Text segment:
+++

TFMA analyze_raw_data function support with MultiClassConfusionMatrixPlot
System information
- Have I written custom code (as opposed to using a stock example script provided in TensorFlow Model Analysis): No
- OS Platform and Distribution (e.g., Linux Ubuntu 16.04): Ubuntu 20.04.2 LTS Linux 5.4.0-65-generic
- TensorFlow Model Analysis installed from (source or binary):
pip install tensorflow-model-analysis - TensorFlow Model Analysis version (use command below): 0.41.1
- Python version: Python 3.8.5
- Jupyter Notebook version: NA
Describe the problem
I am currently trying to get tfma.analyze_raw_data to work with MultiClassConfusionMatrixPlot which has multiple prediction values per record. Is this not supported? I will be happy to provide any further details or run any further tests.
Details
Currently tfma.analyze_raw_data does not seem to work with metrics for multi classification tasks (e.g. tfma.metrics.MultiClassConfusionMatrixPlot). However, I do not see this limitation documented anywhere.
The prediction column for a multi classification column will be a series of whose values are a list or array (e.g.,. pd.DataFrame({'predictions': [[0.2, .3, .5]], 'label': [1]}))
The tfma.analyze_raw_data funciton uses tfx_bsl.arrow.DataFrameToRecordBatch to convert a Pandas DataFrame to Arrow RecordBatch. The problem, however, is that it encodes columns with the dtype of object as a pyarrow.Binary. Since a column that has lists or arrays as values has a dtype of object, these columns are being encoded as a pyarrow.Binary instead of the relevant pyarrow list-like type.
Source code / logs
import tensorflow_model_analysis as tfma
from google.protobuf import text_format
import pandas as pd
eval_config = text_format.Parse("""
## Model information
model_specs {
label_key: "label",
prediction_key: "predictions"
}
## Post training metric information. These will be merged with any built-in
## metrics from training.
metrics_specs {
metrics { class_name: "MultiClassConfusionMatrixPlot" }
}
## Slicing information
slicing_specs {} # overall slice
""", tfma.EvalConfig())
df = pd.DataFrame({'predictions': [[0.2, .3, .5]], 'label': [1]})
tfma.analyze_raw_data(df, eval_config)
Error
---------------------------------------------------------------------------
ArrowTypeError Traceback (most recent call last)
/tmp/ipykernel_206830/3947320198.py in <cell line: 23>()

+++

Data rows:
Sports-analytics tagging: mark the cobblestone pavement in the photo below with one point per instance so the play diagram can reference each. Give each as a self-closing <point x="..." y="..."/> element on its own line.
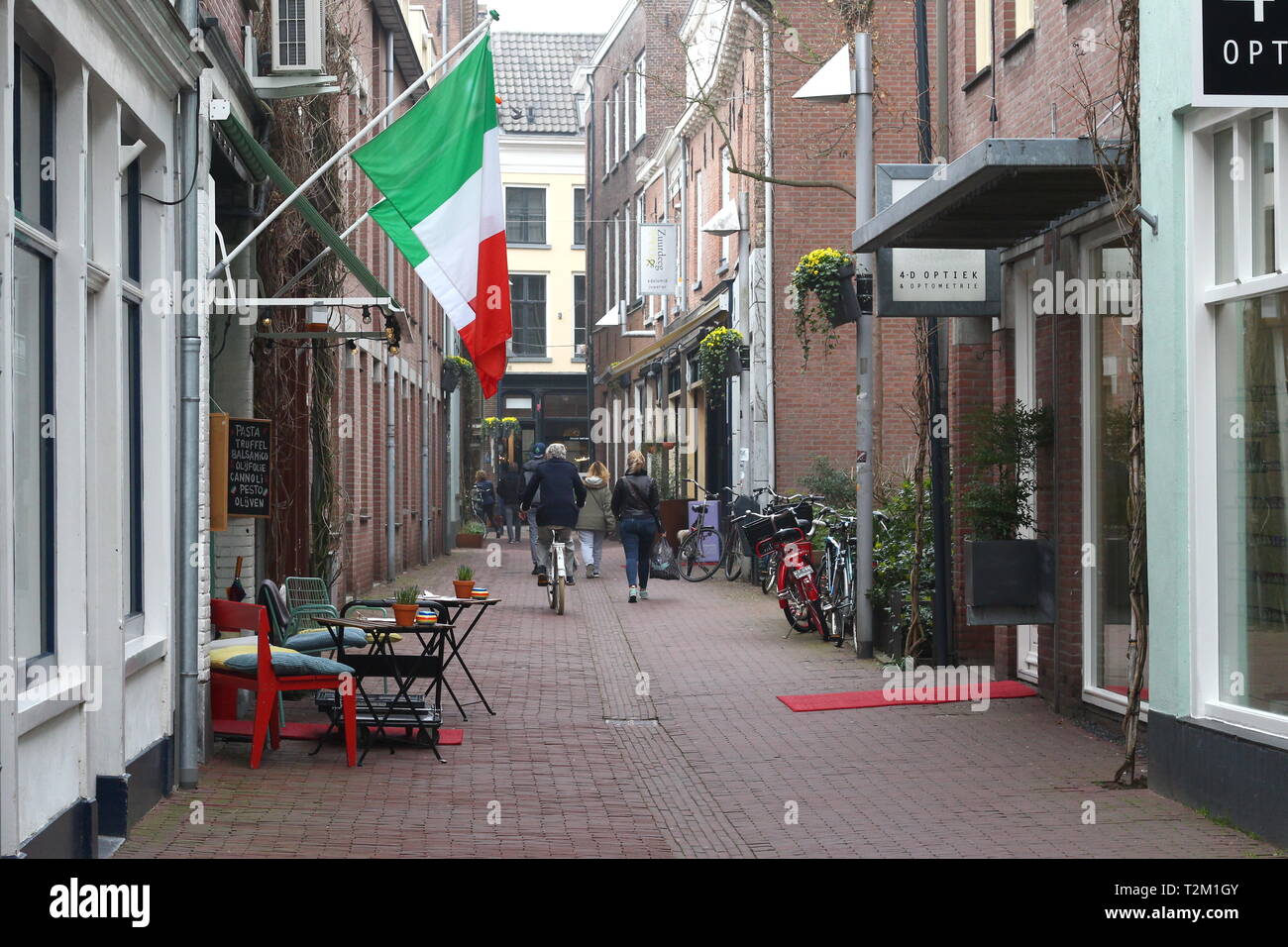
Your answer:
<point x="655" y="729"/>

+++

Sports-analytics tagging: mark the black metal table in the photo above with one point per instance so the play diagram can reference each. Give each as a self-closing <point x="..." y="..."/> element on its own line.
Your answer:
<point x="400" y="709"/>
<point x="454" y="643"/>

+++

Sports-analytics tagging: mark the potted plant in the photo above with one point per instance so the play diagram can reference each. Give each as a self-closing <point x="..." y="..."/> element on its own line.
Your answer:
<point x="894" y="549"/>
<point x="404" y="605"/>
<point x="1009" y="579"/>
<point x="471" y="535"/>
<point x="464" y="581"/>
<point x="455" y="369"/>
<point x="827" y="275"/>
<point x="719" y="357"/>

+++

Objectives:
• 1. Rewrite the paragraph of the TFMA issue that begins "The tfma.analyze_raw_data" as a short bulleted list that keeps its main facts.
• 2. According to the TFMA issue, which version of TensorFlow Model Analysis is installed?
• 3. Continue the TFMA issue from the point where its text stops.
The three blocks of lines are separate material, apart from the TFMA issue.

Answers for the tasks:
• 1.
- tfma.analyze_raw_data converts a Pandas DataFrame to an Arrow RecordBatch with tfx_bsl.arrow.DataFrameToRecordBatch.
- That conversion encodes columns with dtype object as pyarrow.Binary.
- Columns holding lists or arrays have dtype object.
- Such columns are therefore encoded as pyarrow.Binary rather than a pyarrow list-like type.

• 2. Version 0.41.1.

• 3.
21
22 df = pd.DataFrame({'predictions': [[0.2, .3, .5]], 'label': [1]})
---> 23 tfma.analyze_raw_data(df, eval_config)
/localdisk/twilbers/src/repos/xai-tools/model_card_gen/.venv/lib/python3.8/site-packages/tensorflow_model_analysis/api/model_eval_lib.py in analyze_raw_data(data, eval_config, output_path, add_metric_callbacks)
1511
1512 arrow_data = table_util.CanonicalizeRecordBatch(
-> 1513 table_util.DataFrameToRecordBatch(data))
1514 beam_data = beam.Create([arrow_data])
1515
/localdisk/twilbers/src/repos/xai-tools/model_card_gen/.venv/lib/python3.8/site-packages/tfx_bsl/arrow/table_util.py in DataFrameToRecordBatch(dataframe)
122 continue
123 arrow_fields.append(pa.field(col_name, arrow_type))
--> 124 return pa.RecordBatch.from_pandas(dataframe, schema=pa.schema(arrow_fields))
125
126
/localdisk/twilbers/src/repos/xai-tools/model_card_gen/.venv/lib/python3.8/site-packages/pyarrow/table.pxi in pyarrow.lib.RecordBatch.from_pandas()
/localdisk/twilbers/src/repos/xai-tools/model_card_gen/.venv/lib/python3.8/site-packages/pyarrow/pandas_compat.py in dataframe_to_arrays(df, schema, preserve_index, nthreads, columns, safe)
592
593 if nthreads == 1:
--> 594 arrays = [convert_column(c, f)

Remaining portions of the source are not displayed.